→ TASK ITEM:
Would you return the listing that follows exactly, leaving its pictures behind?

→ PROVIDED ENTRIES:

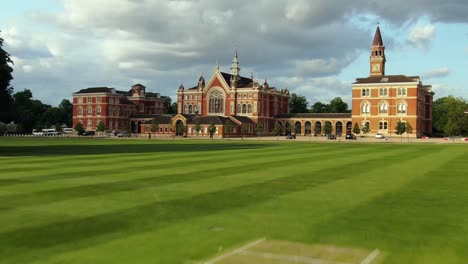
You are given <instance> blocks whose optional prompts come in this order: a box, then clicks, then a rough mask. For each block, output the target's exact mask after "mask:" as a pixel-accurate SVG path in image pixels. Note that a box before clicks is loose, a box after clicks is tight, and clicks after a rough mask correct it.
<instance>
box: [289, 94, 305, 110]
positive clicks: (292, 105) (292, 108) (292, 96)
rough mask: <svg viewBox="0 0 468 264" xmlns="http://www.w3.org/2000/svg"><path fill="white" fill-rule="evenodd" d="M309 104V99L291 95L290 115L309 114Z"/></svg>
mask: <svg viewBox="0 0 468 264" xmlns="http://www.w3.org/2000/svg"><path fill="white" fill-rule="evenodd" d="M308 105H309V102H308V101H307V98H305V96H302V95H298V94H295V93H293V94H291V99H290V101H289V112H290V113H307V112H308Z"/></svg>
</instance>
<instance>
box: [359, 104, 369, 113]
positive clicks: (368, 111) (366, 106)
mask: <svg viewBox="0 0 468 264" xmlns="http://www.w3.org/2000/svg"><path fill="white" fill-rule="evenodd" d="M361 113H362V114H369V113H370V105H369V104H368V103H365V104H363V105H362V109H361Z"/></svg>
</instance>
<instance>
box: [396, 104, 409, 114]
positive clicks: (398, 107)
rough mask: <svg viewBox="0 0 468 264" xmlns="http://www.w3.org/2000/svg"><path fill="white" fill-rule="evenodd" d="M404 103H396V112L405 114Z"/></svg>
mask: <svg viewBox="0 0 468 264" xmlns="http://www.w3.org/2000/svg"><path fill="white" fill-rule="evenodd" d="M406 107H407V106H406V104H405V103H403V102H400V103H398V106H397V111H398V114H406Z"/></svg>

→ YOUR RESPONSE:
You are given <instance> blocks whose optional prompts come in this order: a box, then clicks, then a rough mask. For each block, output the target's exact mask after "mask:" as a pixel-accurate SVG path in image pixels. Note that a box before clicks is loose, a box after clicks is tight, and clicks after a rough mask correct it.
<instance>
box: [289, 94, 305, 110]
positive clicks: (292, 105) (292, 108) (292, 96)
rough mask: <svg viewBox="0 0 468 264" xmlns="http://www.w3.org/2000/svg"><path fill="white" fill-rule="evenodd" d="M309 104V99L291 95L290 115L309 114Z"/></svg>
mask: <svg viewBox="0 0 468 264" xmlns="http://www.w3.org/2000/svg"><path fill="white" fill-rule="evenodd" d="M308 105H309V102H308V101H307V98H305V96H302V95H298V94H295V93H293V94H291V99H290V101H289V112H290V113H307V112H308Z"/></svg>
</instance>
<instance>
box: [359, 104, 369, 113]
positive clicks: (368, 111) (366, 106)
mask: <svg viewBox="0 0 468 264" xmlns="http://www.w3.org/2000/svg"><path fill="white" fill-rule="evenodd" d="M361 113H362V114H369V113H370V105H369V104H368V103H365V104H363V105H362V109H361Z"/></svg>
</instance>
<instance>
box: [396, 104, 409, 114]
positive clicks: (398, 107)
rough mask: <svg viewBox="0 0 468 264" xmlns="http://www.w3.org/2000/svg"><path fill="white" fill-rule="evenodd" d="M404 103H396V112L405 114Z"/></svg>
mask: <svg viewBox="0 0 468 264" xmlns="http://www.w3.org/2000/svg"><path fill="white" fill-rule="evenodd" d="M406 107H407V106H406V104H405V103H403V102H400V103H398V106H397V111H398V114H406Z"/></svg>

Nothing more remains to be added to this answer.